**Your goal:** Set down every one of the items below word for word, keeping each line unchanged.

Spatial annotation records
========================================

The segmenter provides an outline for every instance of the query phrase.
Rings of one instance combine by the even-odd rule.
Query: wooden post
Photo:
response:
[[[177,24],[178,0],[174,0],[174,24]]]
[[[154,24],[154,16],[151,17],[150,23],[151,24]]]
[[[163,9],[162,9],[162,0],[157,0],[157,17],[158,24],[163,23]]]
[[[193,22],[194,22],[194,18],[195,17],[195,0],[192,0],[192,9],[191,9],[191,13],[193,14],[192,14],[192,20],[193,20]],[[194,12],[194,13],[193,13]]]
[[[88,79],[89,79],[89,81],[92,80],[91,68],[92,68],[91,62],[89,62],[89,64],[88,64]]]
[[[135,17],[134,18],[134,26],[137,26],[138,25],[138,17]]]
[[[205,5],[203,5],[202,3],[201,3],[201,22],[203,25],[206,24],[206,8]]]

========================================

**Complete response:**
The segmenter provides an outline for every instance of the query phrase.
Rings of one instance combine by the even-odd rule.
Query: wooden post
Photo:
response:
[[[177,24],[178,0],[174,0],[174,24]]]
[[[154,24],[154,16],[151,17],[150,23],[151,24]]]
[[[163,9],[162,9],[162,0],[157,0],[157,17],[158,24],[163,23]]]
[[[193,22],[194,22],[194,18],[195,17],[195,0],[192,0],[192,9],[191,9],[191,13],[193,14],[192,14],[192,20],[193,20]],[[194,12],[194,13],[193,13]]]
[[[88,79],[89,79],[89,81],[92,80],[91,68],[92,68],[91,62],[89,62],[89,64],[88,64]]]
[[[135,17],[134,18],[134,26],[137,26],[138,25],[138,17]]]
[[[205,5],[203,5],[202,3],[201,3],[201,22],[203,25],[206,24],[206,8]]]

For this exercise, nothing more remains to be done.